Region pointing data
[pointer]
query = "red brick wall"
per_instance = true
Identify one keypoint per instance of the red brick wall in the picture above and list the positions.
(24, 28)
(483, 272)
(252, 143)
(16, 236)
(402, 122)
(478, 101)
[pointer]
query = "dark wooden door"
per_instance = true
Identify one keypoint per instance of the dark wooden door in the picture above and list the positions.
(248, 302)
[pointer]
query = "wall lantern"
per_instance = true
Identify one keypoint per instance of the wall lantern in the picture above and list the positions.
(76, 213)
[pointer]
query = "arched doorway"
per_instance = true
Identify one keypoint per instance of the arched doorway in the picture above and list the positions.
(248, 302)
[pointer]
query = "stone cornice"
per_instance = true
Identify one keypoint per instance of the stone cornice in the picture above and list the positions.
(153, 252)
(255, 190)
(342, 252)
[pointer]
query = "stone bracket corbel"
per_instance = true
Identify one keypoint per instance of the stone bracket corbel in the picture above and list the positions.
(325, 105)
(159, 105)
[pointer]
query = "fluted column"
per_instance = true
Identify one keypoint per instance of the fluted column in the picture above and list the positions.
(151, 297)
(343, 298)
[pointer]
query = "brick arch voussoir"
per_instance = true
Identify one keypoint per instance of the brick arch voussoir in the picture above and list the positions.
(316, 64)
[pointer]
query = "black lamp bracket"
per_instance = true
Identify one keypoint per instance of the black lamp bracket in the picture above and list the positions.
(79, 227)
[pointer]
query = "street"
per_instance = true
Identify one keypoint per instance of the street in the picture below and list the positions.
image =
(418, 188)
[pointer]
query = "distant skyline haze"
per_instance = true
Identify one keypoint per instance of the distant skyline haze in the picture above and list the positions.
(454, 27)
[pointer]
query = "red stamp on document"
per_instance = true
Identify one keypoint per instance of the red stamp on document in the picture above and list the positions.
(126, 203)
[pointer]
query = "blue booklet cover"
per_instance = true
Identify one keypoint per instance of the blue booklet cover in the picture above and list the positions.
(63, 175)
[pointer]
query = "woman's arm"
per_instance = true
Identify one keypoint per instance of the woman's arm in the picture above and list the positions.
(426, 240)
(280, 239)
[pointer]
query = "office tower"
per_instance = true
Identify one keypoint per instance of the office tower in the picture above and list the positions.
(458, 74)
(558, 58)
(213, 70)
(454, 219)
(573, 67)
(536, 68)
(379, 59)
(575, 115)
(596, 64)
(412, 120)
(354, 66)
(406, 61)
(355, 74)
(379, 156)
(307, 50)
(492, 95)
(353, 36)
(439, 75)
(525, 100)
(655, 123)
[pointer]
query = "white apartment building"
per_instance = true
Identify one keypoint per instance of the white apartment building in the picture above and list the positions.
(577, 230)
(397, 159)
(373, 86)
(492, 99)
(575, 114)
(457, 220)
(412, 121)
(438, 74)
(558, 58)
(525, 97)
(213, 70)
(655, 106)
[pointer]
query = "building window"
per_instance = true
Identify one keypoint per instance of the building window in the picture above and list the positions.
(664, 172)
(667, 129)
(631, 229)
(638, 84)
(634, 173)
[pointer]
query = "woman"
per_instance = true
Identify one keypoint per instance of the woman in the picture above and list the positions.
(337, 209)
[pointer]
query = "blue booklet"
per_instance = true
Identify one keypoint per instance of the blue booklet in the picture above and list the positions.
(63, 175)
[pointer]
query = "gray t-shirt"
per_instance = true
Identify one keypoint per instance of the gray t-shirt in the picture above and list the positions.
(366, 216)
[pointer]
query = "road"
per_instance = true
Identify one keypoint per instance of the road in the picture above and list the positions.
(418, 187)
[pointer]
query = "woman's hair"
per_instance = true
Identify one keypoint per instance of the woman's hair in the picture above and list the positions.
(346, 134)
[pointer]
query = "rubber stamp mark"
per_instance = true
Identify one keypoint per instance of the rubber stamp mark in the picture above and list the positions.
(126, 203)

» WHAT YOU NEED TO DO
Repeat each entry above exactly as it appears.

» TASK OUTPUT
[pointer]
query = "red brick wall"
per_instance = true
Identify one keypoint per instance of the red brick wall in the picture above and list the positions.
(24, 28)
(483, 272)
(252, 143)
(16, 236)
(402, 122)
(478, 101)
[pointer]
query = "dark wooden door"
per_instance = true
Identify one keypoint per instance of the dark wooden door in the picture above and list the positions.
(248, 302)
[pointer]
query = "wall lantern"
per_instance = true
Identify one keypoint per instance of the wall lantern in the picture above and list the positions.
(76, 213)
[pointer]
query = "arched doorway"
per_instance = true
Identify one keypoint per instance of the arched doorway in the picture above and list the positions.
(248, 302)
[pointer]
query = "stone cornice"
per_instance = true
Identify one keypoint per instance of the stone cornice in the picture above and list the positions.
(153, 252)
(255, 190)
(342, 252)
[pointer]
query = "stone bracket corbel"
per_instance = true
Identify one keypoint per instance of the stone bracket corbel in the picture above and list the positions.
(325, 105)
(159, 105)
[pointer]
query = "fluted column"
per_instance = true
Identify one keypoint per instance of the fluted column in the picture above and list the positions.
(151, 297)
(343, 298)
[pointer]
query = "brick arch voussoir"
per_instance = true
Identify one keypoint per instance of the brick arch voussoir in the picture above and list the positions.
(316, 64)
[pointer]
query = "black lamp bracket"
per_instance = true
Identify one keypoint per instance of the black lamp bracket in the picture above and list the positions.
(79, 227)
[pointer]
query = "street"
per_instance = true
Identify one keypoint per instance of the street in the picture below and list the positions.
image =
(418, 188)
[pointer]
query = "distant skyline haze"
per_instance = true
Identify one keypoint per instance of the distant skyline haze in the picture above and list the positions.
(454, 27)
[pointer]
query = "red stamp on document"
per_instance = true
Identify one keypoint per instance of the red stamp on document in the picture above and list the positions.
(126, 203)
[pointer]
query = "blue booklet cover"
per_instance = true
Identify one keypoint per instance of the blue booklet cover in the picture above and list the positions.
(63, 175)
[pointer]
query = "woman's arm"
per_instance = true
Identify one keypoint per instance of the woman's arm in the picture above and list the positions.
(426, 240)
(280, 239)
[pointer]
query = "office tower"
per_instance = true
Identify one keypoint per instance of the office tower in the picture above and list the positions.
(458, 74)
(558, 58)
(213, 70)
(454, 219)
(573, 67)
(536, 68)
(379, 59)
(575, 115)
(596, 64)
(412, 120)
(354, 66)
(406, 61)
(355, 74)
(379, 156)
(307, 50)
(492, 95)
(353, 36)
(439, 75)
(525, 100)
(655, 123)
[pointer]
query = "white apartment building"
per_instance = true
Identify one keypoint per instance of the white apartment building in the picture above and list the positions.
(577, 230)
(397, 159)
(373, 86)
(492, 99)
(575, 114)
(457, 220)
(412, 121)
(438, 74)
(558, 58)
(525, 97)
(213, 70)
(655, 106)
[pointer]
query = "building window"
per_instance = true
Identify one keypoint per instance of the building window in the picture above and list the positions.
(664, 172)
(667, 129)
(631, 229)
(638, 84)
(634, 173)
[pointer]
query = "woman"
per_instance = true
Identify one keypoint per instance of the woman in the picture above and list the positions.
(337, 209)
[pointer]
query = "blue booklet"
per_instance = true
Identify one keypoint per instance of the blue booklet in the picture above and list the positions.
(63, 175)
[pointer]
query = "gray t-shirt"
per_instance = true
Identify one keypoint per instance of the gray t-shirt in the picture above and list the positions.
(366, 216)
[pointer]
query = "road"
per_instance = true
Identify one keypoint per instance of the road in the picture above and list the positions.
(418, 187)
[pointer]
query = "woman's hair"
per_instance = true
Identify one keypoint per instance of the woman's hair in the picture above and list the positions.
(346, 134)
[pointer]
query = "rubber stamp mark"
per_instance = true
Identify one keypoint per instance of the rubber stamp mark in the picture above and list the positions.
(126, 203)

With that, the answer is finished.